● What you should do:
Please rewrite the records below, switching every "submarine" to "vessel" and leaving everything else unchanged.

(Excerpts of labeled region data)
----------

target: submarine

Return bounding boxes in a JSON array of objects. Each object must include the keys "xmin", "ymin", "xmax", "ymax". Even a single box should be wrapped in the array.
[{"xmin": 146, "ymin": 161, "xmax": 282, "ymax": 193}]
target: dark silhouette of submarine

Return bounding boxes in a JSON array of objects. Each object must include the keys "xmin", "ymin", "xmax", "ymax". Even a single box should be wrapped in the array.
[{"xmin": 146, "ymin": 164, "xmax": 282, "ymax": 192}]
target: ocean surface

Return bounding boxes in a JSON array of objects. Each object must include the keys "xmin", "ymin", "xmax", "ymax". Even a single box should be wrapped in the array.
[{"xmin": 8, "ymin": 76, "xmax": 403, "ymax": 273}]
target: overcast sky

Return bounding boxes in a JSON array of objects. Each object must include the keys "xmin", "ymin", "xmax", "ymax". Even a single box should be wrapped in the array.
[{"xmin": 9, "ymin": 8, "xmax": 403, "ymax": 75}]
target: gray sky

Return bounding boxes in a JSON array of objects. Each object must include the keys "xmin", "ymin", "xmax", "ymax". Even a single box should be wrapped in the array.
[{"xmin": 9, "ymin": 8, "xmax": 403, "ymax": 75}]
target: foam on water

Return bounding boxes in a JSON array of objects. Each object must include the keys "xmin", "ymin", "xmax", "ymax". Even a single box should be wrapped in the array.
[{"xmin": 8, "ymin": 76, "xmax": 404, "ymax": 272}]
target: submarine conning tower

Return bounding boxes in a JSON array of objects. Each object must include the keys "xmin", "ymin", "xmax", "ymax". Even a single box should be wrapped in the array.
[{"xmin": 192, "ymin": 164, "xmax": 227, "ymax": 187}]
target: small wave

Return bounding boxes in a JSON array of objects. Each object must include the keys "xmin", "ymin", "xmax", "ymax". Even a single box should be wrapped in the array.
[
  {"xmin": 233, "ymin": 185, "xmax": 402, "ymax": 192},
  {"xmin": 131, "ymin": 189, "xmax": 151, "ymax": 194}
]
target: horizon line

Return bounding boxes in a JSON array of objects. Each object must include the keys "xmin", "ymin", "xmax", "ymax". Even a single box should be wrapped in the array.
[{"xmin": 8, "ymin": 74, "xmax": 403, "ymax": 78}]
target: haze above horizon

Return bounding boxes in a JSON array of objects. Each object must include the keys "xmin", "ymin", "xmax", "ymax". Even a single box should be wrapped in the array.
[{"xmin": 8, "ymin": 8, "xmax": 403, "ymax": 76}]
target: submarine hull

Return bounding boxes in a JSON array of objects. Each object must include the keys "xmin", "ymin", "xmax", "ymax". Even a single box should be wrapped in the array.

----------

● Full answer:
target: vessel

Return bounding boxes in a JSON array of objects. Each object must include the keys "xmin", "ymin", "xmax", "ymax". Even a single box should be wrapped in the array.
[{"xmin": 146, "ymin": 161, "xmax": 282, "ymax": 193}]
target: dark silhouette of vessel

Return bounding boxes in a JSON array of objects. Each object must include the keys "xmin", "ymin", "xmax", "ymax". Even a single box should be wrapped in the array.
[{"xmin": 146, "ymin": 164, "xmax": 282, "ymax": 192}]
target: ocean surface

Return bounding boxes in a JSON array of objects. Each object must include the keys "xmin", "ymin", "xmax", "ymax". Even a single box should be wrapped in the array.
[{"xmin": 8, "ymin": 76, "xmax": 403, "ymax": 273}]
target: overcast sky

Return bounding boxes in a JSON array of objects. Each object must include the keys "xmin", "ymin", "xmax", "ymax". Even a single box should be wrapped in the array.
[{"xmin": 9, "ymin": 8, "xmax": 403, "ymax": 75}]
target: gray sky

Return bounding boxes in a JSON array of objects. Each object must include the keys "xmin", "ymin", "xmax", "ymax". Even a single box should be wrapped in the array.
[{"xmin": 9, "ymin": 8, "xmax": 403, "ymax": 75}]
target: foam on water

Return bounding boxes in a JSON array of objects. Each object must include the keys "xmin", "ymin", "xmax", "ymax". Even a single box should be wrapped in the array.
[{"xmin": 8, "ymin": 76, "xmax": 404, "ymax": 272}]
target: vessel conning tower

Return bounding boxes in a JSON array of objects. Each object must include the keys "xmin", "ymin", "xmax", "ymax". Even a single box should be wrapped in the array.
[{"xmin": 192, "ymin": 164, "xmax": 227, "ymax": 187}]
target: small wave

Return bounding boxes in a JSON array of objects. Each object must include the keys "xmin", "ymin", "xmax", "ymax". Even a single box should be wrapped in the array.
[
  {"xmin": 233, "ymin": 185, "xmax": 402, "ymax": 192},
  {"xmin": 131, "ymin": 189, "xmax": 151, "ymax": 194}
]
target: horizon line

Return bounding boxes in a JSON array of objects. Each object must include the keys "xmin", "ymin", "xmax", "ymax". Even a single box should be wrapped in the array.
[{"xmin": 8, "ymin": 74, "xmax": 403, "ymax": 78}]
target: haze above horizon

Return bounding boxes in a JSON array of objects. Each object must include the keys "xmin", "ymin", "xmax", "ymax". Even a single box should be wrapped in the array.
[{"xmin": 8, "ymin": 8, "xmax": 403, "ymax": 76}]
target: vessel hull

Return bounding boxes in a JSON array of objects. Each object must include the keys "xmin", "ymin", "xmax", "ymax". Even a single box should be wrapped in the array.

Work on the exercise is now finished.